● **Exercise directions**: From the data underneath, reproduce exactly the stretch that begins at the line with "drop a point: the spotted butterfly wing" and ends after the line with "drop a point: the fallen log".

Point-per-instance localization data
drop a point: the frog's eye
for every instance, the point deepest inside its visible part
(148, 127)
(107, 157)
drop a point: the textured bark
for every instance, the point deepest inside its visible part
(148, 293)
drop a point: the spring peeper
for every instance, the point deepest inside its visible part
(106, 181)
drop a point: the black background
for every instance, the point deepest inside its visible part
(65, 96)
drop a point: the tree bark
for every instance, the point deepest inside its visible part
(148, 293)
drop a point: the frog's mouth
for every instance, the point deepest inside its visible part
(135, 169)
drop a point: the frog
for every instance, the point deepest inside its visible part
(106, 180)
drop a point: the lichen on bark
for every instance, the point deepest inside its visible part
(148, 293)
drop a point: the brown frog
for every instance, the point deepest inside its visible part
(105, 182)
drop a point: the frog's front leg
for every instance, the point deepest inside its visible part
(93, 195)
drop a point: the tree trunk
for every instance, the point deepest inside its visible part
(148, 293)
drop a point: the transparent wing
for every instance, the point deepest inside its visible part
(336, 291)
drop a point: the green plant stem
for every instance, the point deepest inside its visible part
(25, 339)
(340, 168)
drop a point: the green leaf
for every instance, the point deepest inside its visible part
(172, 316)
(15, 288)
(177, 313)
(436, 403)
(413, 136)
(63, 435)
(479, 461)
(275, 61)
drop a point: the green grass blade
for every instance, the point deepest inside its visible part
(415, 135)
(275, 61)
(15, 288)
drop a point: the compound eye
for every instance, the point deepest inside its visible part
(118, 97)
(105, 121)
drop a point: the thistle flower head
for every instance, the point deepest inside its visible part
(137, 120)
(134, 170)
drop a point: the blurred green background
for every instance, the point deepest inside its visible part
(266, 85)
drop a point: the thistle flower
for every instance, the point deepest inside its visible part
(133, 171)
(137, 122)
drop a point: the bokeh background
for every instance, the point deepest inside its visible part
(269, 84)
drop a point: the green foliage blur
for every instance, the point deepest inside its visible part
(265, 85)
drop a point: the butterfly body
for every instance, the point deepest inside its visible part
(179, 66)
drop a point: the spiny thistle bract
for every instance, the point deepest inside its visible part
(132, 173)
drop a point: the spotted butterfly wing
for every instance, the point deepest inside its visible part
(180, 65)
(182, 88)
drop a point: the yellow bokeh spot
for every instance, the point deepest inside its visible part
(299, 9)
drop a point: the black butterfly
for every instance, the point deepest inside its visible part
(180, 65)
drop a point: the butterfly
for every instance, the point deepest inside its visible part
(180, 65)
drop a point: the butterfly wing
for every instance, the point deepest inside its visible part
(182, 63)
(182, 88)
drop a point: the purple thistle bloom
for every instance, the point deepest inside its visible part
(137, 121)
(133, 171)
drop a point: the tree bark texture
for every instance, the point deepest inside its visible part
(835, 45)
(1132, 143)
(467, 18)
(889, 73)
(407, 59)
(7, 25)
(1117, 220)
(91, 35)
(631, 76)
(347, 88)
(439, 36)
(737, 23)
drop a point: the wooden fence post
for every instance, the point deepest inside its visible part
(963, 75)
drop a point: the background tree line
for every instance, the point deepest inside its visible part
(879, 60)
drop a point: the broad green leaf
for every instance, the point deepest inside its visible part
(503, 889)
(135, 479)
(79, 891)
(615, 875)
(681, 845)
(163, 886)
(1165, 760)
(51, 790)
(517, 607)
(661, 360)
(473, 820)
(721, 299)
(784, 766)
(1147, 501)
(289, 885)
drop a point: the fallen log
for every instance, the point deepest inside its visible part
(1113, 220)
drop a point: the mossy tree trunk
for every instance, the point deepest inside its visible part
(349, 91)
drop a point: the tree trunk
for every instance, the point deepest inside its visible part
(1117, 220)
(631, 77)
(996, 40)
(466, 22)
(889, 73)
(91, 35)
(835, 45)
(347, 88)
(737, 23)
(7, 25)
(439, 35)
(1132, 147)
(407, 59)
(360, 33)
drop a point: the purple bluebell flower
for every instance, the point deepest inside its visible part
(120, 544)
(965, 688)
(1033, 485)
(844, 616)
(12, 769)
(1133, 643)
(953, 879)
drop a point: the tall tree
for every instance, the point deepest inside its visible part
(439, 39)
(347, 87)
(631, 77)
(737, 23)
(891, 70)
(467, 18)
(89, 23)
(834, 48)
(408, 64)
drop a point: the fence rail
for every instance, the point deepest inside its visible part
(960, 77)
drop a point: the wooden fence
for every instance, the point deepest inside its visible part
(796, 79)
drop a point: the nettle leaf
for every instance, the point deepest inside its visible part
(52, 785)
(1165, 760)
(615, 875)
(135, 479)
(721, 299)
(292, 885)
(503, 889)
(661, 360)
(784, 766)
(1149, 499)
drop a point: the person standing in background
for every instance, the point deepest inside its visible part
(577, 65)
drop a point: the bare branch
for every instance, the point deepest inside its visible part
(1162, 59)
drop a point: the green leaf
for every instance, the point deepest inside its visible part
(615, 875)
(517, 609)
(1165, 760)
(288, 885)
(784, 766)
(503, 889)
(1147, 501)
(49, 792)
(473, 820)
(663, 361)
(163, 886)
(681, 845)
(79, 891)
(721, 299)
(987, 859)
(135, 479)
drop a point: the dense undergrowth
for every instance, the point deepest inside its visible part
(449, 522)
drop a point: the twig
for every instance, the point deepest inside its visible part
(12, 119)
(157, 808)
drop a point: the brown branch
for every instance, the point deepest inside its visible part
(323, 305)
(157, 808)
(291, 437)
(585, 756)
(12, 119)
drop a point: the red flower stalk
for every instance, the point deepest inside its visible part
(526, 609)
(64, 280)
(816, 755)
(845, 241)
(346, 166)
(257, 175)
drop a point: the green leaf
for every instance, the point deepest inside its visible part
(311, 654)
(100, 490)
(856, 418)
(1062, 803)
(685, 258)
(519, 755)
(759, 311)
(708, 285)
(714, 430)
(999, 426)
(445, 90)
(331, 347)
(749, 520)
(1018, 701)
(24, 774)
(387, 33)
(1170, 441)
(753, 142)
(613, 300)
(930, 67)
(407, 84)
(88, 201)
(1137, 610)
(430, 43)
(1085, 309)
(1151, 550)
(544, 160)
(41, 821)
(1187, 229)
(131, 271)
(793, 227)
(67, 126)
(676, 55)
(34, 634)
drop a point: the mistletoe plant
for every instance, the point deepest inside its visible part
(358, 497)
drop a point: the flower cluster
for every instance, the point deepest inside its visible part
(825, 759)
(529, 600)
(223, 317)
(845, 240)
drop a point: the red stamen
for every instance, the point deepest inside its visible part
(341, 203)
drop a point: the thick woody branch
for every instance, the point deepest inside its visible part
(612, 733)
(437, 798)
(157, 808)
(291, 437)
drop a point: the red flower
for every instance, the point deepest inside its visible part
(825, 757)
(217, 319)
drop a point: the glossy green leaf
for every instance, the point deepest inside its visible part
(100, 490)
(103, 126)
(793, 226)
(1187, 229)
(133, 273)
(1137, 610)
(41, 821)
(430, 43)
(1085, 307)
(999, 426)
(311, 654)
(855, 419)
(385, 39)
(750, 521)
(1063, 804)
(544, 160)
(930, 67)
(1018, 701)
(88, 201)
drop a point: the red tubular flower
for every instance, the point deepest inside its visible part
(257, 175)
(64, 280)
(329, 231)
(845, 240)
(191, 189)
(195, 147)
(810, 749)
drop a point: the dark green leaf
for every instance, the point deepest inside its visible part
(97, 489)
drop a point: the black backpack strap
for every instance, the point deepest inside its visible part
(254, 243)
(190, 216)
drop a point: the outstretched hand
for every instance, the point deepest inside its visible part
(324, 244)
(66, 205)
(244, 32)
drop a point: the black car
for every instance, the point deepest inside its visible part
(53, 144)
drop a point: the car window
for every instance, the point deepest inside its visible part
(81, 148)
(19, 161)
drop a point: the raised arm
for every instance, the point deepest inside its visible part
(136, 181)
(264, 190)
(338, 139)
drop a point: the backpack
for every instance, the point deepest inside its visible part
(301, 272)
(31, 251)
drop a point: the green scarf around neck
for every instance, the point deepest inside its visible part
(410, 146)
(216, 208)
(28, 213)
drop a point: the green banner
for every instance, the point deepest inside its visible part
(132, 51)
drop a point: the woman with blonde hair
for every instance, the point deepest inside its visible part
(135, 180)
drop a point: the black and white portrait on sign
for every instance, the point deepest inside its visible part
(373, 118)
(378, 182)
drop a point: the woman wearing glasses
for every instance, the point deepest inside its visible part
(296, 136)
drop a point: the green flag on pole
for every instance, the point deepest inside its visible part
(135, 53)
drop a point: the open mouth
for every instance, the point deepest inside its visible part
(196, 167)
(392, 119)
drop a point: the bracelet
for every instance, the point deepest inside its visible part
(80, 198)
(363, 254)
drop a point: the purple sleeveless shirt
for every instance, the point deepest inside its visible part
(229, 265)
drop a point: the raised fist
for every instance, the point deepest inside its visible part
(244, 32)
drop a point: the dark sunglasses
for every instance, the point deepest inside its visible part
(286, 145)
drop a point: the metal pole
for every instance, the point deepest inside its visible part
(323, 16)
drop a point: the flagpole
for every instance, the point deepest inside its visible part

● **Result of this task**:
drop a point: the spotted butterfly wing
for every instance, the point deepest inside its visible part
(180, 65)
(182, 88)
drop a point: the yellow bokeh spot
for every instance, the point deepest inside its visible part
(299, 9)
drop a point: the black butterfly
for every instance, the point deepest inside its visible part
(180, 65)
drop a point: the butterfly
for every instance, the point deepest inside its visible part
(180, 65)
drop a point: the butterfly wing
for every instance, the point deepest inside its visible part
(182, 63)
(182, 88)
drop a point: the purple thistle bloom
for every instance, the point deepest inside its visible part
(137, 121)
(133, 171)
drop a point: the tree bark texture
for every instance, the point deepest inside its visible part
(835, 45)
(1132, 143)
(467, 18)
(889, 73)
(407, 59)
(7, 25)
(1117, 220)
(91, 35)
(631, 76)
(347, 88)
(439, 36)
(737, 23)
drop a point: the wooden fence post
for every instance, the point deepest inside its visible part
(963, 75)
drop a point: the background tree line
for every instance, the point deepest inside its visible part
(879, 60)
drop a point: the broad green leaf
for every instance, the point deepest inside its visible part
(503, 889)
(135, 479)
(79, 891)
(615, 875)
(681, 845)
(163, 886)
(1165, 760)
(51, 790)
(517, 607)
(661, 360)
(473, 820)
(721, 299)
(784, 766)
(1147, 501)
(289, 885)
drop a point: the fallen log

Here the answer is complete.